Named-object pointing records

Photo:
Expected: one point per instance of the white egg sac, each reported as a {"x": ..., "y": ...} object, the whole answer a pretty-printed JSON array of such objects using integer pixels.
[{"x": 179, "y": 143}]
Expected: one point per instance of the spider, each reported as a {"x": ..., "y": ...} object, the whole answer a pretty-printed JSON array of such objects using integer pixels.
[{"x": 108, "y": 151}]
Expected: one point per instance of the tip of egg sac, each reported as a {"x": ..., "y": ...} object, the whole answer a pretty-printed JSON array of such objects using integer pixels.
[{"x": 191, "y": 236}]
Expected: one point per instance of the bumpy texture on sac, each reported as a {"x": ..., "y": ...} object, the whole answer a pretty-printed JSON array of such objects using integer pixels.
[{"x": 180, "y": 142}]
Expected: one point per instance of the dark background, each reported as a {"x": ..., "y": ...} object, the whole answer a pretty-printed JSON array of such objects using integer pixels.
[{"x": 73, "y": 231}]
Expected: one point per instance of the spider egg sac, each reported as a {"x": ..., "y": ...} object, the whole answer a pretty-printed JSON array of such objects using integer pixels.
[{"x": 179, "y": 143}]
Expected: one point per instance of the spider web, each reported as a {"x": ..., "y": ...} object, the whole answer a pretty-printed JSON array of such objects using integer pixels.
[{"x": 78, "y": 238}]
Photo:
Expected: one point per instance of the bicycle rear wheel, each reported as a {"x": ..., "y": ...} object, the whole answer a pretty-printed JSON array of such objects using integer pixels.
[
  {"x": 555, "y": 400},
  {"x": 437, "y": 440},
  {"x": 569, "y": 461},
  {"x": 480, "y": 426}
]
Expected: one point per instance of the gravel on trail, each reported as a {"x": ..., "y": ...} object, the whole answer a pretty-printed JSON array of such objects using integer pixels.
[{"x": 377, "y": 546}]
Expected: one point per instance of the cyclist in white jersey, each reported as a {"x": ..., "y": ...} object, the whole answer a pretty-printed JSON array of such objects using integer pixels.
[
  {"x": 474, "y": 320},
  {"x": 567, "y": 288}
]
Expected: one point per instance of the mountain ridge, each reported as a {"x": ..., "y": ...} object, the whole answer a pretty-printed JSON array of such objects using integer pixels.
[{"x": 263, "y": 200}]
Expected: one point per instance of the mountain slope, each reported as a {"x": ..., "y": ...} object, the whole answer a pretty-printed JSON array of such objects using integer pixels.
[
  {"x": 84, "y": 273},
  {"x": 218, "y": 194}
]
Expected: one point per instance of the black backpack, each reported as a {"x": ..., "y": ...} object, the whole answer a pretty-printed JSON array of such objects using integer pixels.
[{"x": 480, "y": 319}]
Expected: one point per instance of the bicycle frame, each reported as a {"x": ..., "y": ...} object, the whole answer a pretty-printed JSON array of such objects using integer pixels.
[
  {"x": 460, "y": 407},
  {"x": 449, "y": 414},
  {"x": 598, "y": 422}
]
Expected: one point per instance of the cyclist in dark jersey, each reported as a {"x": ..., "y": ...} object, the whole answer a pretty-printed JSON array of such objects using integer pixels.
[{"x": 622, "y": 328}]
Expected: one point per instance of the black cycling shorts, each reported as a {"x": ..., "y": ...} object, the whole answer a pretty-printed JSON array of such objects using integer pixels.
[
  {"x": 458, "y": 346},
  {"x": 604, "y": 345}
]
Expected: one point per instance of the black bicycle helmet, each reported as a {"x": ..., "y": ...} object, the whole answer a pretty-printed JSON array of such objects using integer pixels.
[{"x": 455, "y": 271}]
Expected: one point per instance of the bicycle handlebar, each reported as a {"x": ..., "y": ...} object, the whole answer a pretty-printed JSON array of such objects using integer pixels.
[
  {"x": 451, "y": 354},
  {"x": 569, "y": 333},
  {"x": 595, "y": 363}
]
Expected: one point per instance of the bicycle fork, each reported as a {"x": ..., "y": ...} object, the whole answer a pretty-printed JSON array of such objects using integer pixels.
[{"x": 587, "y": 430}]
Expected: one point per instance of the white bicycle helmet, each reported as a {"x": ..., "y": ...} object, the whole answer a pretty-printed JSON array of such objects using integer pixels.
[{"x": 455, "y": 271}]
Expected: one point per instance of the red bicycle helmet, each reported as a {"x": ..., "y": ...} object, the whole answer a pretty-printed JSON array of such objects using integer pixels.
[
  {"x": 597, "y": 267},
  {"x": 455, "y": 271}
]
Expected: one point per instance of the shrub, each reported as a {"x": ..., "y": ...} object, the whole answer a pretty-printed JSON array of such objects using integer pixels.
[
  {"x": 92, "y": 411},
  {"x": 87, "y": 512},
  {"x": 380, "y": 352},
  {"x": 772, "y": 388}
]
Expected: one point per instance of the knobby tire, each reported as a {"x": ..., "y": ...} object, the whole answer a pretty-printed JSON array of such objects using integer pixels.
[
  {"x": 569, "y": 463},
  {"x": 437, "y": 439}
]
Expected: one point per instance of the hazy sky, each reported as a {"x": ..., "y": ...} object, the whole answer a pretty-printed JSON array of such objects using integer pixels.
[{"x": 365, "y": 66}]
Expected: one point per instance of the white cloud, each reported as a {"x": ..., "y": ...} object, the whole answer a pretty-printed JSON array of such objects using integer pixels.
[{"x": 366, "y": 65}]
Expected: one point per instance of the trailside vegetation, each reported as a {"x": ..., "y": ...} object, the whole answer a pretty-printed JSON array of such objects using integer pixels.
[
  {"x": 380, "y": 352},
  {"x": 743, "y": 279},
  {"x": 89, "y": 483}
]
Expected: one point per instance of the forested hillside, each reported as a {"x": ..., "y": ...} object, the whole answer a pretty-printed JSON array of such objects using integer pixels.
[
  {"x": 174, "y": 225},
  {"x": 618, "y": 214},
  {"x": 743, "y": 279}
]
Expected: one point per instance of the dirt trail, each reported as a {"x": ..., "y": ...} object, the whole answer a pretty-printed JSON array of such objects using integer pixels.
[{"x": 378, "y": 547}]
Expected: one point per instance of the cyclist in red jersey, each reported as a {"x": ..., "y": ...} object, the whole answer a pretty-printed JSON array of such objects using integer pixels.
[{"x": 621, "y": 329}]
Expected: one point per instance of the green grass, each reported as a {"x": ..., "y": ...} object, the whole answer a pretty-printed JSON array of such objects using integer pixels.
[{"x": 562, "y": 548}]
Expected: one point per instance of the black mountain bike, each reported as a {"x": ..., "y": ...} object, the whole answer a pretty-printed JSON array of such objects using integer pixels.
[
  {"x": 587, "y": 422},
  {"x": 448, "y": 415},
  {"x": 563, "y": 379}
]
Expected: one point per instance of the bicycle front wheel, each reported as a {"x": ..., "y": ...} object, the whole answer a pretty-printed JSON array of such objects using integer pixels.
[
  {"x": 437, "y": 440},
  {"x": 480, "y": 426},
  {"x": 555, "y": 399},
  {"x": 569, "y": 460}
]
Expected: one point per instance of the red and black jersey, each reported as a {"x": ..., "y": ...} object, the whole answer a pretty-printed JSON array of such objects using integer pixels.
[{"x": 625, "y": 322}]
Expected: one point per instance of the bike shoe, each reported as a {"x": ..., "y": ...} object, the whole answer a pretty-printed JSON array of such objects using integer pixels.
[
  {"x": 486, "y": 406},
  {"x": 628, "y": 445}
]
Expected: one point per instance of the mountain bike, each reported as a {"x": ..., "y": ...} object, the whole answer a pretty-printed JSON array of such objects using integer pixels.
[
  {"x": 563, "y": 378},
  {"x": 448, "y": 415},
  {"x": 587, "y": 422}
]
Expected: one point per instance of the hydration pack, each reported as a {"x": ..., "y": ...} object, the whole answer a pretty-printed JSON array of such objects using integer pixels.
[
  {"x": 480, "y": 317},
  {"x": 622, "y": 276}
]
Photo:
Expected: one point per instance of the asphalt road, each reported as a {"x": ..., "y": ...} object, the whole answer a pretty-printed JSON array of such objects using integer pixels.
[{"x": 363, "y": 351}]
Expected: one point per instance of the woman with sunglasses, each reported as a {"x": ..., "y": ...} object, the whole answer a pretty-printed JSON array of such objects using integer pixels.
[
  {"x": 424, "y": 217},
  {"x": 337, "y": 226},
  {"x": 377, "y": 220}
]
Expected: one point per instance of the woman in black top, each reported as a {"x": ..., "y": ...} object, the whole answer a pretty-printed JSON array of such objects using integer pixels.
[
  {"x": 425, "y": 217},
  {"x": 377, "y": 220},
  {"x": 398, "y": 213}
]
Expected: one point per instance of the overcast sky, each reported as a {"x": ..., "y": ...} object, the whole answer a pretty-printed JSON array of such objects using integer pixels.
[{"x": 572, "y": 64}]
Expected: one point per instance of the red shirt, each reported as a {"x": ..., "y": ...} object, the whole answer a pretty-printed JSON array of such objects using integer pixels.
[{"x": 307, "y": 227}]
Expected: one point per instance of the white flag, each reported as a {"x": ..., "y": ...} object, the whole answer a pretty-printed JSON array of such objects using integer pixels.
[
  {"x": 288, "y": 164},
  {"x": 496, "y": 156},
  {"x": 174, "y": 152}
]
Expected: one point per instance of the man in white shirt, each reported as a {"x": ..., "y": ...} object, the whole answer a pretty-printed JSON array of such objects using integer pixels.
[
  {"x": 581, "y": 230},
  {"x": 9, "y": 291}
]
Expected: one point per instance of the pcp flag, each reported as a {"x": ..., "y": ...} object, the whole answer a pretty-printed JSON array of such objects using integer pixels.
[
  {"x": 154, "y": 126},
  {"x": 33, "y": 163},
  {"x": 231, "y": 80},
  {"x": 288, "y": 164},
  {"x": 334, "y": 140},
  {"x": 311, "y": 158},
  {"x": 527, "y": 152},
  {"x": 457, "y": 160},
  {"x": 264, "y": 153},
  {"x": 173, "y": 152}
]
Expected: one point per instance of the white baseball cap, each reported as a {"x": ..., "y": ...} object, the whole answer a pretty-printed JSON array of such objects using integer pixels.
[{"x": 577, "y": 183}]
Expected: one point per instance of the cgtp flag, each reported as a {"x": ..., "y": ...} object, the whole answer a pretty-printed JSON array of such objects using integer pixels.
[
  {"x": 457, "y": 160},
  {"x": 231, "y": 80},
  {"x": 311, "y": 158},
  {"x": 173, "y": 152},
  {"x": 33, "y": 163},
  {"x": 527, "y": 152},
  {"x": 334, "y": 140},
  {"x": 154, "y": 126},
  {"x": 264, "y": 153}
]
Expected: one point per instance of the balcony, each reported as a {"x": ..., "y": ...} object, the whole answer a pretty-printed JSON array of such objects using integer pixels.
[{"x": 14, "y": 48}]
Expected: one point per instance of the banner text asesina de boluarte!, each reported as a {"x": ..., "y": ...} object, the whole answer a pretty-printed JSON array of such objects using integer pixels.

→ **Exercise directions**:
Give back, exactly as written, the lines from the one with "Expected: one point per instance of the balcony, each" to the last line.

→ **Response for this exercise**:
Expected: one point per instance of the balcony, each reported as a {"x": ..., "y": ...} object, the whole answer a pretty-printed JSON array of such objects using integer pixels.
[{"x": 14, "y": 48}]
Expected: one point per instance of the banner text asesina de boluarte!, each reported as a {"x": ..., "y": ...} object, the whole answer a pretty-printed JSON array of such objects using integer pixels.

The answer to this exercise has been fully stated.